## Texte fourni
--- --- ---
La Cour de justice de l’Union européenne a rendu, le 26 février 2019, un arrêt fondamental concernant l’apposition du logo biologique européen sur certaines viandes. Cette décision précise l’articulation entre les impératifs du bien-être animal et les méthodes d’abattage prescrites par des rites religieux.
Le litige trouve son origine dans une demande visant à interdire la mention « agriculture biologique » sur des steaks hachés certifiés « halal ». Ces produits étaient issus d’animaux abattus sans étourdissement préalable, conformément à une pratique dérogatoire autorisée par le droit national.
Saisie d’un recours pour excès de pouvoir, la juridiction administrative française a connu plusieurs étapes procédurales. Le Conseil d’État a d’abord rejeté partiellement la requête le 20 octobre 2014, renvoyant le surplus au Tribunal administratif de Montreuil. Ce dernier a rejeté la demande le 21 janvier 2016. La Cour administrative d’appel de Versailles a ensuite décidé de surseoir à statuer pour interroger la Cour de justice.
--- --- ---
## Exercices
1. Recopiez le texte sur l'arrêt relatif au logo biologique européen en commençant à « La Cour de justice de » et en terminant à « le droit national. ».
2. Poursuivez le texte sur l'arrêt relatif au logo biologique européen à la suite de sa dernière phrase.

Données enregistrées:
--- --- ---
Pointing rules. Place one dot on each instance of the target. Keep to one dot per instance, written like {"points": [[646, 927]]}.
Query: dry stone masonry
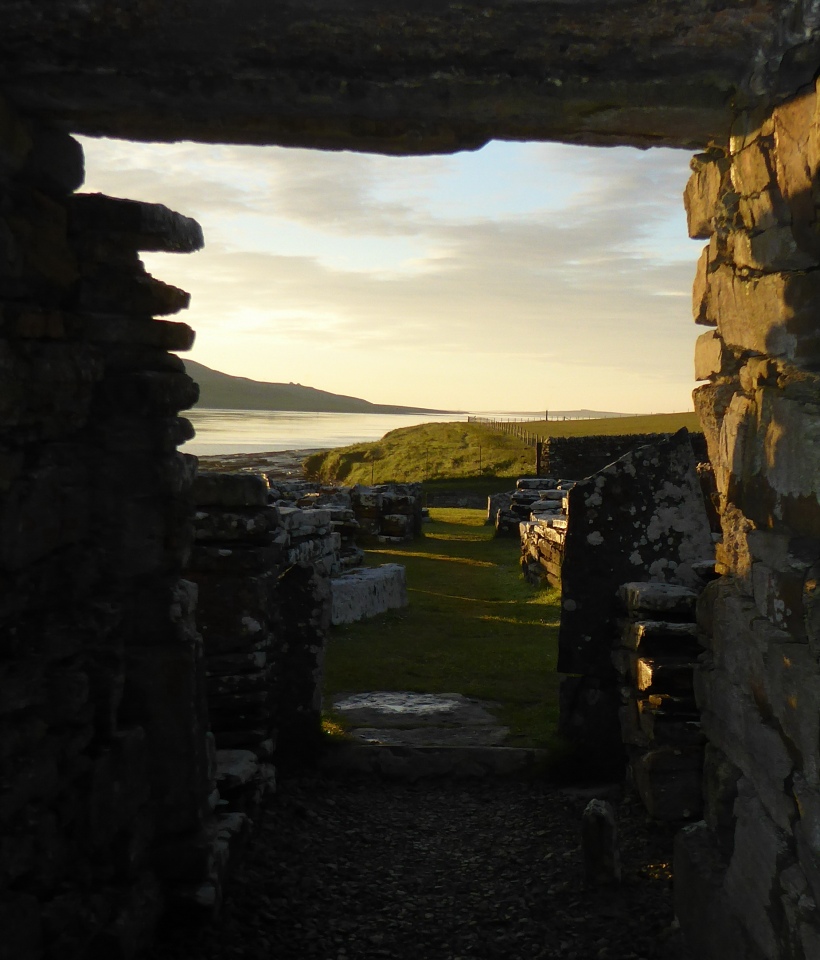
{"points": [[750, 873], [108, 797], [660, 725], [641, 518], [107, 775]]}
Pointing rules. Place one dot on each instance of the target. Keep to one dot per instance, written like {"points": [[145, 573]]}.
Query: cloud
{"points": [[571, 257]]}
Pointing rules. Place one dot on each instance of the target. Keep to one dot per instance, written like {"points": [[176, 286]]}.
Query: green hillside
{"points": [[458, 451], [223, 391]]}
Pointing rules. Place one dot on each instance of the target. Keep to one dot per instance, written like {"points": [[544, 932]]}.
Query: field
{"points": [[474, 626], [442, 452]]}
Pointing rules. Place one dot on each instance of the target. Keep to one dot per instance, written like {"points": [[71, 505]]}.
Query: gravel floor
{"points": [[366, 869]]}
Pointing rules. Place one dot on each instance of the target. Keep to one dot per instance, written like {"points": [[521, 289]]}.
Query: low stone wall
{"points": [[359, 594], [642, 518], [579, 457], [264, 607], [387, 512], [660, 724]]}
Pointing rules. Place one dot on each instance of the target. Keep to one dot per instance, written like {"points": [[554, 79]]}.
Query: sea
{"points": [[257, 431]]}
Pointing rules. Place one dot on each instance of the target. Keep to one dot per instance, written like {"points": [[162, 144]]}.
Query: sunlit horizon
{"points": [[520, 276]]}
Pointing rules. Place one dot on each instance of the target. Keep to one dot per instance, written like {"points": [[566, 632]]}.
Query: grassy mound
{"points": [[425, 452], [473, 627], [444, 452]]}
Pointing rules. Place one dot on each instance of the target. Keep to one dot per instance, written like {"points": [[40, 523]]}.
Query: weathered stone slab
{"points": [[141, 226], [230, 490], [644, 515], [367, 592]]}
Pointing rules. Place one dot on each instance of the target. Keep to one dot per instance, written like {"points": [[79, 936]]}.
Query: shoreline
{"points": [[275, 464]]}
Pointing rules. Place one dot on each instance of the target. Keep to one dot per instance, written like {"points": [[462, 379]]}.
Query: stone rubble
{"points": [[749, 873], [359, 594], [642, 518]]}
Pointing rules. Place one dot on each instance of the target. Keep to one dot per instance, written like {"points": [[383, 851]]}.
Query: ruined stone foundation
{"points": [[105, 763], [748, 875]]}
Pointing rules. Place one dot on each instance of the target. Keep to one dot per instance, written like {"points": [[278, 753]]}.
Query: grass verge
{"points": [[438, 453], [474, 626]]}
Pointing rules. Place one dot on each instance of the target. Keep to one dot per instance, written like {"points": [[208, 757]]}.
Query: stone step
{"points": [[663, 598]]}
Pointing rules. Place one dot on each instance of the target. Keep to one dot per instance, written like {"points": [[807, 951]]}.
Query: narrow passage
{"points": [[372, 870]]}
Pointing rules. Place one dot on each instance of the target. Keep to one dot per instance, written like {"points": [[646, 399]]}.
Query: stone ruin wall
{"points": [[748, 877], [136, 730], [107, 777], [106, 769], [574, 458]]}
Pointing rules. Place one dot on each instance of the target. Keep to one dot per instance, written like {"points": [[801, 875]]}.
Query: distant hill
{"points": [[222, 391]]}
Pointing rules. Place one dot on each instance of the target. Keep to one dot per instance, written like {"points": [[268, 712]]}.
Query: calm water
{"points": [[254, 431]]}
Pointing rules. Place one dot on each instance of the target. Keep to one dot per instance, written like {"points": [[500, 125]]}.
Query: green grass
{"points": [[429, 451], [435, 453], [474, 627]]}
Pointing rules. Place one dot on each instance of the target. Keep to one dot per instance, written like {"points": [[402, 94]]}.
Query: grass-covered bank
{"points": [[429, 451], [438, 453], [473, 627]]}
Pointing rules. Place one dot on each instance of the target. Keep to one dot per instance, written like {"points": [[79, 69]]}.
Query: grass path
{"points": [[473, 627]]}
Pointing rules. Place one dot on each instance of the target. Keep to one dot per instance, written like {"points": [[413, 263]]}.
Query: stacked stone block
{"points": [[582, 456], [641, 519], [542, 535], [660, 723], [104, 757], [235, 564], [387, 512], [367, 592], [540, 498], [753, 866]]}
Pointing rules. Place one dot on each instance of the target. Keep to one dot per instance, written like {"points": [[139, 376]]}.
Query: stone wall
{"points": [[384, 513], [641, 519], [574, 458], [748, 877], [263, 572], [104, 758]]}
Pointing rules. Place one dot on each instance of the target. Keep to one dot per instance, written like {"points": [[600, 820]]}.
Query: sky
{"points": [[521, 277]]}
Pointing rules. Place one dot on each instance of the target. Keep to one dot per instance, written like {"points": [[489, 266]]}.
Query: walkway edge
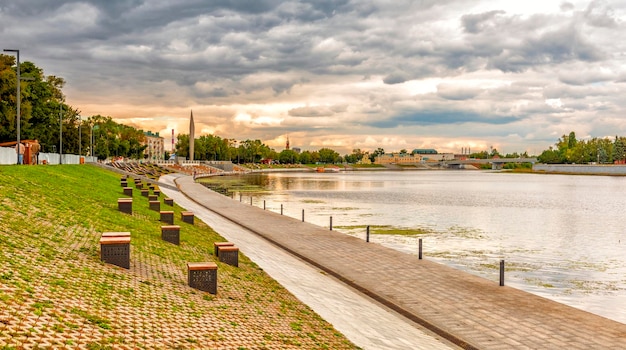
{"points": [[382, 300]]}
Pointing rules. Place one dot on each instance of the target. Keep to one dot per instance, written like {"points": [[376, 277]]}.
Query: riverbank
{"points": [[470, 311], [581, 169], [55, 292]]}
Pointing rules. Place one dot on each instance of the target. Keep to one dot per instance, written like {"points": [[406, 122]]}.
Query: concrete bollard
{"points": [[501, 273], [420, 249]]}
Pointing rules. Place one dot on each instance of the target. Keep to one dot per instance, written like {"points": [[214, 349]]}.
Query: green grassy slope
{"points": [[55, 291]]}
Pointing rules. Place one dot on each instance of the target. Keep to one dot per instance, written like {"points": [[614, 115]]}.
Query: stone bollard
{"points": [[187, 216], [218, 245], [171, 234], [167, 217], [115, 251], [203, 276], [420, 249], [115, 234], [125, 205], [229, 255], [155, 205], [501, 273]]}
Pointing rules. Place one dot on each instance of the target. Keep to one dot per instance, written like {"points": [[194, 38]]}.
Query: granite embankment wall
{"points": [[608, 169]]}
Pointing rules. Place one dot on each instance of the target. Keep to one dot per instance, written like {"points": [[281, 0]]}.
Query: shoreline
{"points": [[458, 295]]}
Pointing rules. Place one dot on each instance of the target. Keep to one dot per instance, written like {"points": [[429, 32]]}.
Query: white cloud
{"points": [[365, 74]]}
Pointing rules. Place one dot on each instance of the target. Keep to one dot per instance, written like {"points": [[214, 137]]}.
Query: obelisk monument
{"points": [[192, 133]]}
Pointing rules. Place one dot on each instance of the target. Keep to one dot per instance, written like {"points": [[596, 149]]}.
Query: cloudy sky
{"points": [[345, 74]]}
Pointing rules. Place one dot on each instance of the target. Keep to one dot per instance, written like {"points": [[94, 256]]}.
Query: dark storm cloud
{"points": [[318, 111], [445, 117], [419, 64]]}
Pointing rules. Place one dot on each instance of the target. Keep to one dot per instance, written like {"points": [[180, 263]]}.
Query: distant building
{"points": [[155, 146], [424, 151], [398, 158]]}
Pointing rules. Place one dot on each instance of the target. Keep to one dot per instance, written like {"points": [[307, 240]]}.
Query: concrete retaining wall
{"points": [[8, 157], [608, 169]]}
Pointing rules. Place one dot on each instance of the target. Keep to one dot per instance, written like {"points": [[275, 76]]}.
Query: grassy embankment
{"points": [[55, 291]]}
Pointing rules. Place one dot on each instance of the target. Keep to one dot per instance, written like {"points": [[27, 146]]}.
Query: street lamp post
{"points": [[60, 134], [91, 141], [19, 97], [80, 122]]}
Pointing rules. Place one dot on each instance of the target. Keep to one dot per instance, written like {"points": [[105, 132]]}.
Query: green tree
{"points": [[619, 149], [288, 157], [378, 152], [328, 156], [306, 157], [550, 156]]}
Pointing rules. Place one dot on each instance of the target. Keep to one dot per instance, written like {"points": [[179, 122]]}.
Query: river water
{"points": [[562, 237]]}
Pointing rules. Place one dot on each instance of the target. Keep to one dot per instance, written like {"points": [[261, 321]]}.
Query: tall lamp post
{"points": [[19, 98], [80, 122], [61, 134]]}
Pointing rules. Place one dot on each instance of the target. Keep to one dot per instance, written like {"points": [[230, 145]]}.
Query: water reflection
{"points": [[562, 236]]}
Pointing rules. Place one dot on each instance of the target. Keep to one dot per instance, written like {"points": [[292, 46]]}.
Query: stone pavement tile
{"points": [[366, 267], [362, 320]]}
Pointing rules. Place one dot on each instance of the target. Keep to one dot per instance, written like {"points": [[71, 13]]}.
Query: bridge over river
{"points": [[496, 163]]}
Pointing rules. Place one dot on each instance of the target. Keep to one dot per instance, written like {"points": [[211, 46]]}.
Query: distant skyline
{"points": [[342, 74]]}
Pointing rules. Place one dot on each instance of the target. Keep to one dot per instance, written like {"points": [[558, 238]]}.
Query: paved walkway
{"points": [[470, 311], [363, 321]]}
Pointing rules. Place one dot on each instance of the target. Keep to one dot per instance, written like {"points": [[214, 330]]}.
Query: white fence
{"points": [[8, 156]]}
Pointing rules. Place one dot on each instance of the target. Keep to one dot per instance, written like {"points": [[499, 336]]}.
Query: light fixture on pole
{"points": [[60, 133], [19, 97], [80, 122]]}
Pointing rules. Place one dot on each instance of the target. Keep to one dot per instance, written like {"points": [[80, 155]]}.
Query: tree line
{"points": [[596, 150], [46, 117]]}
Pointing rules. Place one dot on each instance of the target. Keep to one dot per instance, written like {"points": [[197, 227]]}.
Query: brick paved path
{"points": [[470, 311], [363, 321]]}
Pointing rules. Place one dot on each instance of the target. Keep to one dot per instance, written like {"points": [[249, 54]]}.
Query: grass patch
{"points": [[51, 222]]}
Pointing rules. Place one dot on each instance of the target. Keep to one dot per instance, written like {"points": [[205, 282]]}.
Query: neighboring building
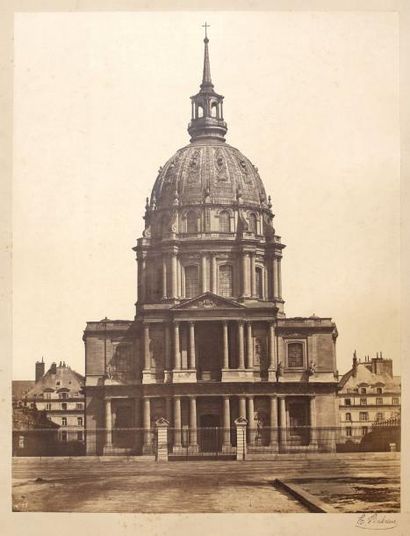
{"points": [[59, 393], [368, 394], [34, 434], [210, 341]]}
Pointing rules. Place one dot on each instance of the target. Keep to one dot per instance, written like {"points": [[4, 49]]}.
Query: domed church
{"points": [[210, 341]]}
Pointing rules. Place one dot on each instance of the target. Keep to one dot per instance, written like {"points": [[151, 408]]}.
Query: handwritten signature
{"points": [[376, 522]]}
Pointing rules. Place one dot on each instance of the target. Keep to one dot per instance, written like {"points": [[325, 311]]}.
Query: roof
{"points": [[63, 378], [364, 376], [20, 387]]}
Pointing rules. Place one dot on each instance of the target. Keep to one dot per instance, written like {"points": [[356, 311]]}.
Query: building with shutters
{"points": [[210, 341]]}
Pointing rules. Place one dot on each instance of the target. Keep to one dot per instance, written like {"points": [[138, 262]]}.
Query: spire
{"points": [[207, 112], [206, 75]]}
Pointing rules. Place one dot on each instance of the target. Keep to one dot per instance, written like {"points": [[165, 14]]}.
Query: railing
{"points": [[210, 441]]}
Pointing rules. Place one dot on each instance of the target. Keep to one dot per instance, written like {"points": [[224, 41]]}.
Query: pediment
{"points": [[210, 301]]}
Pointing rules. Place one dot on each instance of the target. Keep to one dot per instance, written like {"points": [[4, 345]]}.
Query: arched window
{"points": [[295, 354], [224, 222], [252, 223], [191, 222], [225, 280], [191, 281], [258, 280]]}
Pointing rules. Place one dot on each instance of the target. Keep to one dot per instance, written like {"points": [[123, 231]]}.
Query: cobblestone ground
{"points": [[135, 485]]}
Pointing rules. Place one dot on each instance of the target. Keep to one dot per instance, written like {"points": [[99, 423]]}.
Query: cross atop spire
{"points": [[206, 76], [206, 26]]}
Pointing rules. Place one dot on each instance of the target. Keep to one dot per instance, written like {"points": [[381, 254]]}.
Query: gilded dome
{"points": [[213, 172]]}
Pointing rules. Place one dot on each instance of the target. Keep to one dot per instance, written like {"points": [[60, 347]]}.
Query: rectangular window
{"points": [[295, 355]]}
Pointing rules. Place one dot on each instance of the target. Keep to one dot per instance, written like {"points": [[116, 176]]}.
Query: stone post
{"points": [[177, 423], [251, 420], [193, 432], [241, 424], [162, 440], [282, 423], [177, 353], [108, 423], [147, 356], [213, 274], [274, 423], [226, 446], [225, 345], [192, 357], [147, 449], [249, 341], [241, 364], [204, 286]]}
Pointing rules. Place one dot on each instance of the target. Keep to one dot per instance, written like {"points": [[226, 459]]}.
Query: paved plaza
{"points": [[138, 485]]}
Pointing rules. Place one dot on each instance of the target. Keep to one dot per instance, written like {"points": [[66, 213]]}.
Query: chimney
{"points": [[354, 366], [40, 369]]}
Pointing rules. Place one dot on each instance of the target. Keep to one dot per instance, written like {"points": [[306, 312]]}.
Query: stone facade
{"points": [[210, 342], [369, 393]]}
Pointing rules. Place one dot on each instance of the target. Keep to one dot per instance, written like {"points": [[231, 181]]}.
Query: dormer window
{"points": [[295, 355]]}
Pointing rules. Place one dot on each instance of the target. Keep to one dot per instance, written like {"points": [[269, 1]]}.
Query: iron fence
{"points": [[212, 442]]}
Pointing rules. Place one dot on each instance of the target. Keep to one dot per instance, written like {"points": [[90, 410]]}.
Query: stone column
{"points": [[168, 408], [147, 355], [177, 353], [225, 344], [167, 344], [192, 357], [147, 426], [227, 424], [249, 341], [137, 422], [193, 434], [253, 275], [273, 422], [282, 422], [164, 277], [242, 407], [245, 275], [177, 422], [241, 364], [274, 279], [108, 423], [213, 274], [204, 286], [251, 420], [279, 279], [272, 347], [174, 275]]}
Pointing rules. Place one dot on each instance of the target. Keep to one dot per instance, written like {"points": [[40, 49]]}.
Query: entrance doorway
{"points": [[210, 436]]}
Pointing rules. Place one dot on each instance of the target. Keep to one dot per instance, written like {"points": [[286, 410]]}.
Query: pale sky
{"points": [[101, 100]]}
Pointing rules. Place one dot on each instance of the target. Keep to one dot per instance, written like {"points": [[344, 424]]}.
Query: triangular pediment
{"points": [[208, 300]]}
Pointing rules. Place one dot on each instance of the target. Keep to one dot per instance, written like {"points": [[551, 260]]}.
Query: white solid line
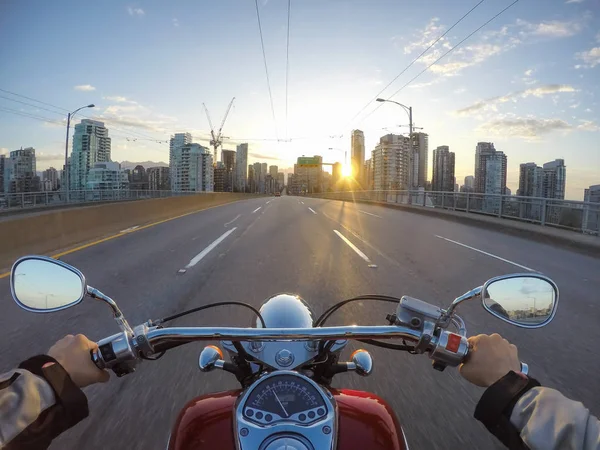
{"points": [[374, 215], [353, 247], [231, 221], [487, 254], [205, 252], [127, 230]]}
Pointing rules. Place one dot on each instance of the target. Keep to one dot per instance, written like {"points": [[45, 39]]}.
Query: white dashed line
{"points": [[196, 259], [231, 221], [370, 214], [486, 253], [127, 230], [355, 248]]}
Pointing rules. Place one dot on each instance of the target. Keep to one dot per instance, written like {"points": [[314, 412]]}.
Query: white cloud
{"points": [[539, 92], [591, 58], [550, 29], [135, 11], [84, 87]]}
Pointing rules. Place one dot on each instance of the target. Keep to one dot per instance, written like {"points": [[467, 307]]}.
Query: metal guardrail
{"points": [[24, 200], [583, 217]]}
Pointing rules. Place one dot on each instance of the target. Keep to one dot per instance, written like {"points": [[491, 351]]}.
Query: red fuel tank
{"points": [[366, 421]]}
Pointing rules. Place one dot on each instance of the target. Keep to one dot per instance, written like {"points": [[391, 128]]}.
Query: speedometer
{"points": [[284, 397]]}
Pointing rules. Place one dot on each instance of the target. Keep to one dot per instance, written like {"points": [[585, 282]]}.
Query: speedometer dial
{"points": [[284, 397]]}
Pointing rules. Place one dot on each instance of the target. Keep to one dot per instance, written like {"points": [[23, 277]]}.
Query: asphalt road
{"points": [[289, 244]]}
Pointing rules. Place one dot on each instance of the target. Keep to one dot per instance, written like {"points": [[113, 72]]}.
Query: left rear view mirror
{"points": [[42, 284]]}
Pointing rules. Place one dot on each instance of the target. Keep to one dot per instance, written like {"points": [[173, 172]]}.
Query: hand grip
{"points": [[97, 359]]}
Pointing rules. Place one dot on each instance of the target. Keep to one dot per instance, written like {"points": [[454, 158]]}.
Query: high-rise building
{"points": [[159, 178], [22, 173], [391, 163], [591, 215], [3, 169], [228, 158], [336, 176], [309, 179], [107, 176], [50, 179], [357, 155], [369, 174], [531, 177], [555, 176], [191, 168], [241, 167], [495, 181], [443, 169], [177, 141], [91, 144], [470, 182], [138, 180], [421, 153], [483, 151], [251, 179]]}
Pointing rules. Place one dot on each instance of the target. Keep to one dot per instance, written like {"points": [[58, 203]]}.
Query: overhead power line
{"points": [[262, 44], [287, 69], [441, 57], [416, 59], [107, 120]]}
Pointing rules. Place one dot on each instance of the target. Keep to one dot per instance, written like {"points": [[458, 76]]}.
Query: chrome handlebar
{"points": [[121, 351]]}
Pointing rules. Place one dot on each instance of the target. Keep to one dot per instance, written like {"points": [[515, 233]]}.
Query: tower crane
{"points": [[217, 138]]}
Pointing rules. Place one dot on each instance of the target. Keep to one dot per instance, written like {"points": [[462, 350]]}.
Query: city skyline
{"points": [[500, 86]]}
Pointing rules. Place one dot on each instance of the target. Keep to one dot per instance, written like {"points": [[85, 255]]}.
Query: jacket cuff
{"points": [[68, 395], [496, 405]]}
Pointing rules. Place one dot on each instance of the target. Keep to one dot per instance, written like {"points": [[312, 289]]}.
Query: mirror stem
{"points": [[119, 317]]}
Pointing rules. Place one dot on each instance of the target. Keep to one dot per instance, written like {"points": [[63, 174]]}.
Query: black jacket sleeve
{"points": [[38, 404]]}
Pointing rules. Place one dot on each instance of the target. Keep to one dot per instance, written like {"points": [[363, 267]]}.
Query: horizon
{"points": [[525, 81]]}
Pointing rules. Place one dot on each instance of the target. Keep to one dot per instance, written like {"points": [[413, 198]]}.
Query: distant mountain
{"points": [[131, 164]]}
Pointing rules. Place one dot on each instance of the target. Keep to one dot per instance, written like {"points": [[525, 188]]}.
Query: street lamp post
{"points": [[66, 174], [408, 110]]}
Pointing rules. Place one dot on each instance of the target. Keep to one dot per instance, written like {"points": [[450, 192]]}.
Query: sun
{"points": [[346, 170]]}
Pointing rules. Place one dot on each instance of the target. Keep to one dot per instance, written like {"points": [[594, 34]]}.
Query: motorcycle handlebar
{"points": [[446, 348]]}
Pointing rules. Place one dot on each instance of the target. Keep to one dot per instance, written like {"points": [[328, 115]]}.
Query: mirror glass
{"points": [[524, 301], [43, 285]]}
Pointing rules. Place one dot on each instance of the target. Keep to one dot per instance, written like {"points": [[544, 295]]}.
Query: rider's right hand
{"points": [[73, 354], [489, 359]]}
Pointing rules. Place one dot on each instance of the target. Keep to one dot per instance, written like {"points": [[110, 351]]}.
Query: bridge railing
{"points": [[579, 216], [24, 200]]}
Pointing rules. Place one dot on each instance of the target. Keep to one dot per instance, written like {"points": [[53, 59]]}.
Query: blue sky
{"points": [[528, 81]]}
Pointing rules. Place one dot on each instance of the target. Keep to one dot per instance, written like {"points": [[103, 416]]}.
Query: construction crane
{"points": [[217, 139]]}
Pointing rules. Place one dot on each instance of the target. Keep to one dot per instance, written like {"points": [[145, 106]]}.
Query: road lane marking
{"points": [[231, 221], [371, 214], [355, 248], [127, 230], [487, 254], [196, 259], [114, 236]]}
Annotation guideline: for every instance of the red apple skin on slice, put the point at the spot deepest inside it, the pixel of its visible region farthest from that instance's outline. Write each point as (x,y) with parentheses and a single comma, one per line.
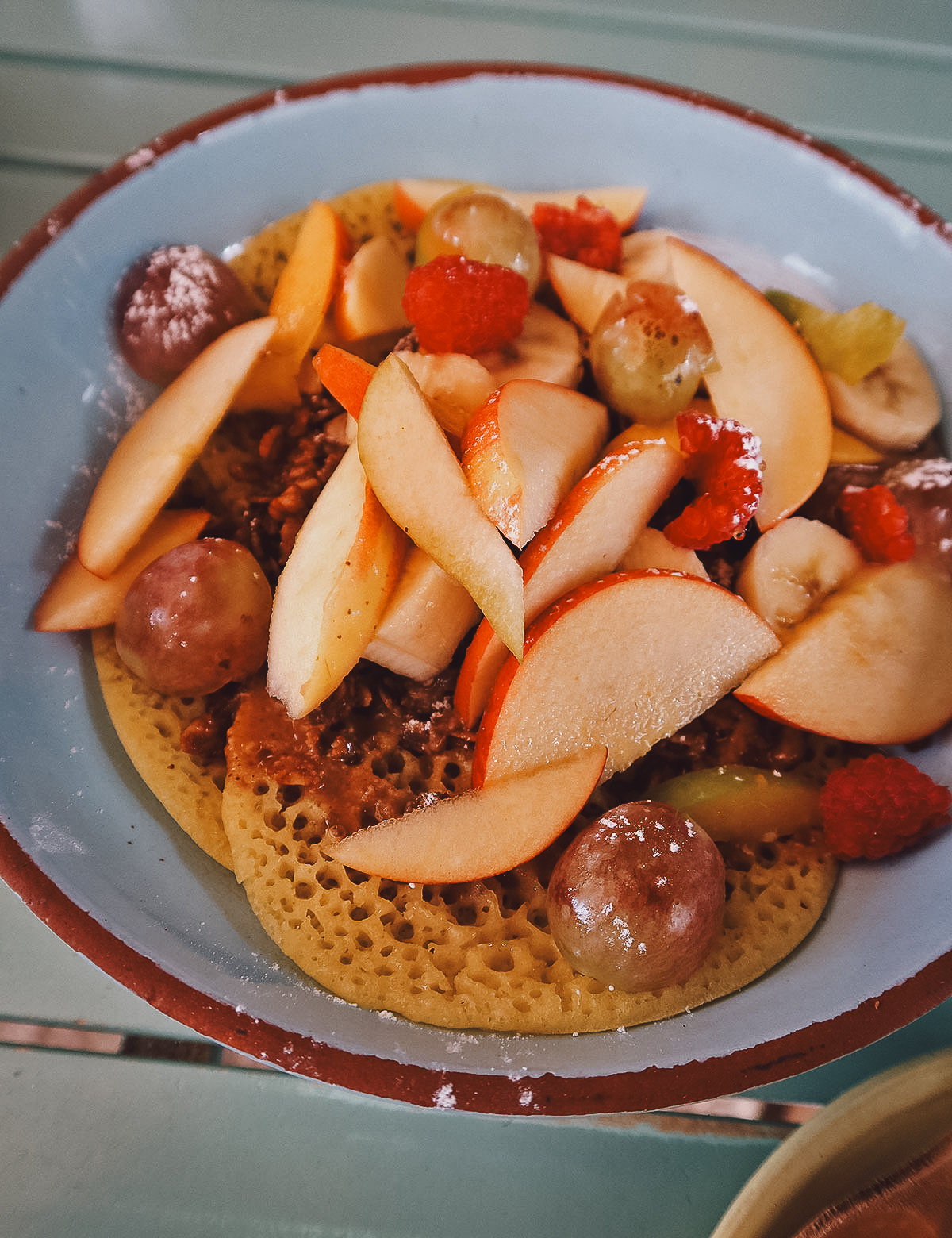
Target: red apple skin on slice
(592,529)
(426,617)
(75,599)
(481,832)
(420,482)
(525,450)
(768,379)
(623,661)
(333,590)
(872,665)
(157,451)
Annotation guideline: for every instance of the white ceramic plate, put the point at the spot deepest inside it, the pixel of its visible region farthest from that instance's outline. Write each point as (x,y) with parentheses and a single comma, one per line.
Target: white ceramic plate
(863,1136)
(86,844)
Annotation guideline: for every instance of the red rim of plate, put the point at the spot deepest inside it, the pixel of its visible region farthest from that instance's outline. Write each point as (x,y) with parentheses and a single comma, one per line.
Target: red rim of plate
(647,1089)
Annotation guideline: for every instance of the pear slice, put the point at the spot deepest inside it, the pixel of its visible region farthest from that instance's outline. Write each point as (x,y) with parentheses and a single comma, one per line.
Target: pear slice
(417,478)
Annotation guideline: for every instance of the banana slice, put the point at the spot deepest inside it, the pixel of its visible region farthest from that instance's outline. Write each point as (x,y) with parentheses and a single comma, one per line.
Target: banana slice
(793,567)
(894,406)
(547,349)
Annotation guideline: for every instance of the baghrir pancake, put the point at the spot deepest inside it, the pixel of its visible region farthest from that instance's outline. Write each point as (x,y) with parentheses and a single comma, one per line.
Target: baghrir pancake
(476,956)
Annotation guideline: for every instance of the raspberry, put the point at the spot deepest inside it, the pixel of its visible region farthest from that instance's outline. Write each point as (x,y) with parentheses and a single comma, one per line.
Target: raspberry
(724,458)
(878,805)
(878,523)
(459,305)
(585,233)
--- --- ---
## Réponses
1.
La Cour de justice de l’Union européenne a rendu, le 26 février 2019, un arrêt fondamental concernant l’apposition du logo biologique européen sur certaines viandes. Cette décision précise l’articulation entre les impératifs du bien-être animal et les méthodes d’abattage prescrites par des rites religieux.
Le litige trouve son origine dans une demande visant à interdire la mention « agriculture biologique » sur des steaks hachés certifiés « halal ». Ces produits étaient issus d’animaux abattus sans étourdissement préalable, conformément à une pratique dérogatoire autorisée par le droit national.

2.
La question posée consistait à savoir si le règlement n° 834/2007 autorise l’usage du logo biologique pour des viandes provenant d’un abattage rituel sans étourdissement. Le problème de droit porte ainsi sur la compatibilité entre une méthode d’abattage dérogatoire et les exigences élevées de protection animale du label biologique.
La Cour de justice de l’Union européenne répond que le droit de l’Union n’autorise pas l’apposition du logo biologique sur de tels produits. Elle considère que l’absence d’étourdissement préalable ne permet pas de réduire la souffrance animale de manière optimale.
I. L’exigence de protection animale renforcée propre au mode de production biologique
A. La consécration du bien-être animal comme pilier de l’agriculture biologique
Le règlement n° 834/2007 dispose que la production biologique se caractérise par l’« application de normes élevées en matière de bien-être animal ». Ce mode de production agricole répond à une attente sociale spécifique et ne se limite pas à des critères environnementaux ou techniques. Le droit européen exige que « toute souffrance, y compris la mutilation, est réduite au minimum pendant toute la durée de vie de l’animal, y compris lors de l’abattage ». Cette règle impose aux opérateurs de rechercher systématiquement les méthodes les plus protectrices de la sensibilité de l’animal.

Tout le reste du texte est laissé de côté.